• [REQUIREMENTS] Exactly as written, transcribe the lines that run from the one containing "Where can you see the monkey plush body" to the end of the records below.

---------- MATERIAL SUPPLIED

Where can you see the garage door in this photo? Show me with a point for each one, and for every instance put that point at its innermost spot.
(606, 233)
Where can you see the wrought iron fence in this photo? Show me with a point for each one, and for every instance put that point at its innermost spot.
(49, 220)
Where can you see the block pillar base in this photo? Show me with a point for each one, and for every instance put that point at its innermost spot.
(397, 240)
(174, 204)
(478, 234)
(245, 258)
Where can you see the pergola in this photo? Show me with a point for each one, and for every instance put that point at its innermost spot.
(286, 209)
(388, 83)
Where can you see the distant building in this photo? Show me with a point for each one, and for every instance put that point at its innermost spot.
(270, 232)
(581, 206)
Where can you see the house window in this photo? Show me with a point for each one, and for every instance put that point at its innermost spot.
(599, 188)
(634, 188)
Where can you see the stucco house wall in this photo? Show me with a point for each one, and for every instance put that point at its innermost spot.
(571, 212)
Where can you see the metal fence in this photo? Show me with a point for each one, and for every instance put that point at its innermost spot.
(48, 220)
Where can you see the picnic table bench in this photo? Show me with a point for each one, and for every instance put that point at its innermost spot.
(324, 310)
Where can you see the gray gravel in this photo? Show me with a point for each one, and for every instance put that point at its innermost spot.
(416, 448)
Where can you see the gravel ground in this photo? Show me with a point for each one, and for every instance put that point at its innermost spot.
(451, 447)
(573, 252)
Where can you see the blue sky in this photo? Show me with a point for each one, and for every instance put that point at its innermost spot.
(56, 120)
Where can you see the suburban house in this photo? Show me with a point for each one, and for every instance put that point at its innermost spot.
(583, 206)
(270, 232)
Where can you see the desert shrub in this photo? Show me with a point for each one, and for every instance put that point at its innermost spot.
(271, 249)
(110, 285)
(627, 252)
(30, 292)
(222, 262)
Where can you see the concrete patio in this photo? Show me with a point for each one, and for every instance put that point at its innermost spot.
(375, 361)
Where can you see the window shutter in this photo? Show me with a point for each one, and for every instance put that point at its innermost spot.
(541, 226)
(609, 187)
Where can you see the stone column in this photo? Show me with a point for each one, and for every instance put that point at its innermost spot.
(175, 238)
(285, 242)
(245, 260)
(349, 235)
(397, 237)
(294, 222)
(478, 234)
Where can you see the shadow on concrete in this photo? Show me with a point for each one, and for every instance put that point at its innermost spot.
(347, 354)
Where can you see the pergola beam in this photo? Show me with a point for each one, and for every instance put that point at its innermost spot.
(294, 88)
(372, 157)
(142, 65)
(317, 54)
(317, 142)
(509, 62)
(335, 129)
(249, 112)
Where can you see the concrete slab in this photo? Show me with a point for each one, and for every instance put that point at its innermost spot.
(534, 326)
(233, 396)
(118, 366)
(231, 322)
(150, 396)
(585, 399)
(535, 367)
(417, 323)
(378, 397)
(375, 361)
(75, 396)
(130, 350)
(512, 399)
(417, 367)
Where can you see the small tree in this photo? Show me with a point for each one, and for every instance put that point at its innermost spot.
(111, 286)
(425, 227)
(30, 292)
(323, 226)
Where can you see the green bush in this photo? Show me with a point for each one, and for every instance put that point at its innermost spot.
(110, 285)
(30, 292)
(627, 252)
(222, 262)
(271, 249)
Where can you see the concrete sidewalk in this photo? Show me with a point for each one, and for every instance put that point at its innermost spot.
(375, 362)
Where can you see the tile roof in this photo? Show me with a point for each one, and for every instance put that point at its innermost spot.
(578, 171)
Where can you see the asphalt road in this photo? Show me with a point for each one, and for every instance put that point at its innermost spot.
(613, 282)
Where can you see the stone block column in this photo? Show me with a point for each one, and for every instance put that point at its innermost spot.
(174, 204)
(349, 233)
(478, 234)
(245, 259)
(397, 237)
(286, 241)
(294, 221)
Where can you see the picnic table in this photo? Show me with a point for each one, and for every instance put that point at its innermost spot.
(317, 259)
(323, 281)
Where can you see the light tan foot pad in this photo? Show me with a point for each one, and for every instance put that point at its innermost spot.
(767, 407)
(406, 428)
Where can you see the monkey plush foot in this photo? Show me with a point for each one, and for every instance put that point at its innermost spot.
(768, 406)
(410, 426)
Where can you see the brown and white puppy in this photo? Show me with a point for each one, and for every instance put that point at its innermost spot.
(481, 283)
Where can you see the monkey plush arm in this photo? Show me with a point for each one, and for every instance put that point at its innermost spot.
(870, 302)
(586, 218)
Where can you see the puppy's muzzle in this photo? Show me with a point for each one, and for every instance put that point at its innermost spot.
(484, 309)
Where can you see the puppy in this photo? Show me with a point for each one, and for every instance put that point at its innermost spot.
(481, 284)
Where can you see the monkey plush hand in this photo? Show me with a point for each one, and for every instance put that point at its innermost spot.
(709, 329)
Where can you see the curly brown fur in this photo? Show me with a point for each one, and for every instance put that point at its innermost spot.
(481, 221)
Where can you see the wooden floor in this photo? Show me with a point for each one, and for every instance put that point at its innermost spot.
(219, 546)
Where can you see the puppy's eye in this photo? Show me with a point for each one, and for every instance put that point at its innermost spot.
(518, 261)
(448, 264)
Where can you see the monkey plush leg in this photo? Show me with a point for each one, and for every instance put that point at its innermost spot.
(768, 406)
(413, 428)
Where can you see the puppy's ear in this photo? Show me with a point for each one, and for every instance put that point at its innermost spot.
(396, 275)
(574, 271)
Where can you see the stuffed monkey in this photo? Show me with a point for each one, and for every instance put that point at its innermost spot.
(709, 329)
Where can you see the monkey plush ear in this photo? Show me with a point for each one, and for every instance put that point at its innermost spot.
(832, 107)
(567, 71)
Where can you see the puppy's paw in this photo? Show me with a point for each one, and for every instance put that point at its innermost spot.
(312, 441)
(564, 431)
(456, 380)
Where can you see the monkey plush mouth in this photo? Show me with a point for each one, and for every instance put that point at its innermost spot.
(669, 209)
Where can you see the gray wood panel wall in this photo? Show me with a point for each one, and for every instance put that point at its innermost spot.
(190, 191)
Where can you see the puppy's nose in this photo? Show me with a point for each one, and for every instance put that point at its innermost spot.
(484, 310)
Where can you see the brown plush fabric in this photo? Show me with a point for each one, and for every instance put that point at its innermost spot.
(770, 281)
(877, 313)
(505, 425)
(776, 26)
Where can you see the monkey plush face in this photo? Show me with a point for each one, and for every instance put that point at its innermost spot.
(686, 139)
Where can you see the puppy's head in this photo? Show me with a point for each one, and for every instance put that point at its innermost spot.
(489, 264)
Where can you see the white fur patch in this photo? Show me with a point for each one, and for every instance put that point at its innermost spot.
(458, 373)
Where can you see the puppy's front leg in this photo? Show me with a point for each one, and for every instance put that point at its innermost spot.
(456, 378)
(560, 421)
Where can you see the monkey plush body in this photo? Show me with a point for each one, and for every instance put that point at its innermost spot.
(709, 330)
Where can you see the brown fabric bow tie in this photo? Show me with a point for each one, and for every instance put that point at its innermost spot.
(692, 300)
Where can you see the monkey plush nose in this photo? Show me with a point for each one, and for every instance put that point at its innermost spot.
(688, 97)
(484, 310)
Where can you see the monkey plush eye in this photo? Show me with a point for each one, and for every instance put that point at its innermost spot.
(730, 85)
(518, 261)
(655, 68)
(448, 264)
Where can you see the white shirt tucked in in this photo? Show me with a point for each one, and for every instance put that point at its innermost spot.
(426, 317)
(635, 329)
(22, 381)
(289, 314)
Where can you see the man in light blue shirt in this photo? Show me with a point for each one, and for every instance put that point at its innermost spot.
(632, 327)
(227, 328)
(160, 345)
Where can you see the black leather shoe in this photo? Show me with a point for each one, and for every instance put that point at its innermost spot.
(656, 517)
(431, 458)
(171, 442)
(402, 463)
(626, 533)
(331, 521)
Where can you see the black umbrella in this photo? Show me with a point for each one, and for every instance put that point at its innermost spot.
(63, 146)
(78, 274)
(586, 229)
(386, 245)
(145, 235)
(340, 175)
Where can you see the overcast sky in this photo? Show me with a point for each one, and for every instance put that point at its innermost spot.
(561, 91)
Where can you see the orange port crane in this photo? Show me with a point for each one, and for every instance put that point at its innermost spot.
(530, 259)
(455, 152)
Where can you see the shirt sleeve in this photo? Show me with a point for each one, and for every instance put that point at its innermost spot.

--------------------

• [EXERCISE SOLUTION]
Where can you see the monkey plush body in this photo? Show me with a point for each one, and for every instance put that point at its innermost spot.
(709, 330)
Where can you see the brown fabric bow tie in this photo? Show me with a point for each one, and for every instance put that point at its innermost spot.
(692, 300)
Where can you see the monkey plush nose in this photo? Show me with a point for each one, and for every instance put that point at its innermost spot.
(688, 97)
(484, 310)
Where can you see the monkey plush eye in this photo? Show me with a point for each one, and for every instance put that point at its innermost spot.
(730, 85)
(518, 261)
(655, 68)
(448, 264)
Where can you see the white shirt tucked in in this photo? Show me with a point for each one, and for every instance put that point at its innermost spot.
(426, 317)
(635, 329)
(22, 381)
(289, 314)
Where can you see the man in light blue shirt in this photo? Show me with a point for each one, and for every instance put that point at its innermost spot.
(632, 327)
(227, 328)
(160, 345)
Where can you see the black leather shoe in this photo? Show me with a point for each one, and for every instance put that point at its innermost spot.
(656, 517)
(431, 458)
(171, 442)
(402, 463)
(626, 533)
(331, 521)
Where can you see the black umbrella in this photo? Show me with a point for each one, and for every instance put that point at its innermost spot.
(63, 146)
(78, 274)
(586, 229)
(386, 245)
(145, 235)
(340, 175)
Where can you see the overcast sky in this photo? Show me with a point for each one, and for every instance put that point at its innermost spot.
(561, 91)
Where can you see the orange port crane in this photo? Show me with a point for each one, and for every instance put that point at its innermost spot.
(530, 259)
(455, 152)
Where can you see the shirt sleeve in this photo? Show me with a point for each one, and for every instance put that point at its innermost spot.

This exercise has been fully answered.